Start SOURCE RECORDS

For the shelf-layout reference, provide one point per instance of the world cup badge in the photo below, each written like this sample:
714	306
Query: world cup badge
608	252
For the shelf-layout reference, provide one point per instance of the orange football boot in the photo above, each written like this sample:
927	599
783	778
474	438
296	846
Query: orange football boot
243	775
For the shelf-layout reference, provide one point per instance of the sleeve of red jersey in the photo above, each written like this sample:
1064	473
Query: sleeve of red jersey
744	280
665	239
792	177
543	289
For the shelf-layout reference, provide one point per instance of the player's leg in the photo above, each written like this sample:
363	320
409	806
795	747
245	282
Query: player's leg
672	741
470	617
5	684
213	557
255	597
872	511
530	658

End SOURCE RECORDS
Start SOURCE RECORDS

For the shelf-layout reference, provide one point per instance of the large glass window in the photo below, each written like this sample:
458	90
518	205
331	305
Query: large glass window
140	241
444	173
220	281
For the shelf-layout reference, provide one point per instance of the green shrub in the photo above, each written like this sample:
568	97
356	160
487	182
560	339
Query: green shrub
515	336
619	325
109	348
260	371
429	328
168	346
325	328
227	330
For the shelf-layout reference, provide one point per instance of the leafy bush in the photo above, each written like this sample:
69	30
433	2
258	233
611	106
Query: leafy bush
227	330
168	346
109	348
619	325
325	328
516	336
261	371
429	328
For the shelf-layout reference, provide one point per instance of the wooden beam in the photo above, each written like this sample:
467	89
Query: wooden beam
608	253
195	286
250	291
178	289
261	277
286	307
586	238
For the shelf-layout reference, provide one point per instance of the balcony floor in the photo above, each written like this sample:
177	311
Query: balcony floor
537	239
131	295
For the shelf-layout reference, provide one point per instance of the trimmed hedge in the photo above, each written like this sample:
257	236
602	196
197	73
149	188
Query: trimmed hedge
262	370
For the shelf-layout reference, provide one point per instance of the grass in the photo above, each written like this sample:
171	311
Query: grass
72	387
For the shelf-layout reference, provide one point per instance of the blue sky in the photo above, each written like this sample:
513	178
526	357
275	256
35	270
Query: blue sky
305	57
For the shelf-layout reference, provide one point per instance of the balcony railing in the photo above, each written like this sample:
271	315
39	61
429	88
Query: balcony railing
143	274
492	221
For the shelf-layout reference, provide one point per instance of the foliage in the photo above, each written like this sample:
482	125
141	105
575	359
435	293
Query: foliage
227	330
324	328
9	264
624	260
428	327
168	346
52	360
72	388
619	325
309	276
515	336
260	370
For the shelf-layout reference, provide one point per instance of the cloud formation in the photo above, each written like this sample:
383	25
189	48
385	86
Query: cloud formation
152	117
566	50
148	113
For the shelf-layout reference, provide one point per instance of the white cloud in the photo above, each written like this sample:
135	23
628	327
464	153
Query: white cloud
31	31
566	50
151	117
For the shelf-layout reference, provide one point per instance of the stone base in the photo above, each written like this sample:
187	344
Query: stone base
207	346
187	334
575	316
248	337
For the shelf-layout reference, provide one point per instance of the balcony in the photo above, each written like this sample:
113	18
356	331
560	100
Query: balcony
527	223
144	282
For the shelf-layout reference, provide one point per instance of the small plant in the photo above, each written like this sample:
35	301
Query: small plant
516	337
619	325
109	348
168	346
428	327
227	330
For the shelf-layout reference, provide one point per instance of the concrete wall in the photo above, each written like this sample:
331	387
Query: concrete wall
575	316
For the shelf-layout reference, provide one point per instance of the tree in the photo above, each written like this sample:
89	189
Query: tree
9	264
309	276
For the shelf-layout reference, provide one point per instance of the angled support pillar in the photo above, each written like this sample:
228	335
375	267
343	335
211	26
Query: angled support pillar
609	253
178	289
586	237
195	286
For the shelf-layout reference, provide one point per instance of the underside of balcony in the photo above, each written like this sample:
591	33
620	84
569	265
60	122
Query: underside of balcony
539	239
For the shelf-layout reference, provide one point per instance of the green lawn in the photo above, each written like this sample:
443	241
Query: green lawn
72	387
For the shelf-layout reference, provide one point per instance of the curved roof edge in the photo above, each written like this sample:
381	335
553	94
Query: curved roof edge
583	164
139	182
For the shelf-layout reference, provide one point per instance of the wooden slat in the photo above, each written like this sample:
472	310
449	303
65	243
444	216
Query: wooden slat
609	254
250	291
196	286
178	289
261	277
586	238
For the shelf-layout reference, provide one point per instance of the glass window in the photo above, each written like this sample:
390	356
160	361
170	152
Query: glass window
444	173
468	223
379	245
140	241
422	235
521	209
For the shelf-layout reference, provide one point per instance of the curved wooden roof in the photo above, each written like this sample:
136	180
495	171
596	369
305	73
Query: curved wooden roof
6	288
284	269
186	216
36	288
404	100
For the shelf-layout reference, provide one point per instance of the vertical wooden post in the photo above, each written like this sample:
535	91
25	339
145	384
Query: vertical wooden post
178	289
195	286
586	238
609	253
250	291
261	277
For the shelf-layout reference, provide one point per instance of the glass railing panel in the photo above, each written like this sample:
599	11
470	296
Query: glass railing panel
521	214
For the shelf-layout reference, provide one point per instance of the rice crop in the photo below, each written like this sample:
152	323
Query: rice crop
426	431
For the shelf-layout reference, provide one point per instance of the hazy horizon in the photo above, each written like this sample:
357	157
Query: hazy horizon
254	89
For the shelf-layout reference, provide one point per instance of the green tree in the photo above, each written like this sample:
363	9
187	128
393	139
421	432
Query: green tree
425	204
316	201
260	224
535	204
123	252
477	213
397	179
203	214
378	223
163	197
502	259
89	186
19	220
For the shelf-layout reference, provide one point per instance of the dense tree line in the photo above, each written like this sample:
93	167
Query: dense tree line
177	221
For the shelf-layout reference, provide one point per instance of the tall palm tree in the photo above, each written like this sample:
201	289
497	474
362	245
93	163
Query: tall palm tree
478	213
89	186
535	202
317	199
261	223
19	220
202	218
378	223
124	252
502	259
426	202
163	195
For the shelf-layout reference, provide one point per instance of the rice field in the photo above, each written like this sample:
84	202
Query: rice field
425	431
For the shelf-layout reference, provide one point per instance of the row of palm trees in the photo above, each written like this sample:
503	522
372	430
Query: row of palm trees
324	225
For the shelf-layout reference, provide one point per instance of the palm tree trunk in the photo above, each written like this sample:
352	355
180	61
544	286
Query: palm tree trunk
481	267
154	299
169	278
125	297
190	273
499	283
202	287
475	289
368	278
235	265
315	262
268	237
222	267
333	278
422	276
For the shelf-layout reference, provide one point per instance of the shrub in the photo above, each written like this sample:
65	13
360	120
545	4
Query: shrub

End SOURCE RECORDS

## GOAL
Pull out each line of the material above that contains the string "world", treating uppercase and lowercase letters as different.

## FINISHED EXERCISE
For the shelf-layout reference, provide one point per instance of the world cup badge in the photo below, each written like this sample:
Query: world cup badge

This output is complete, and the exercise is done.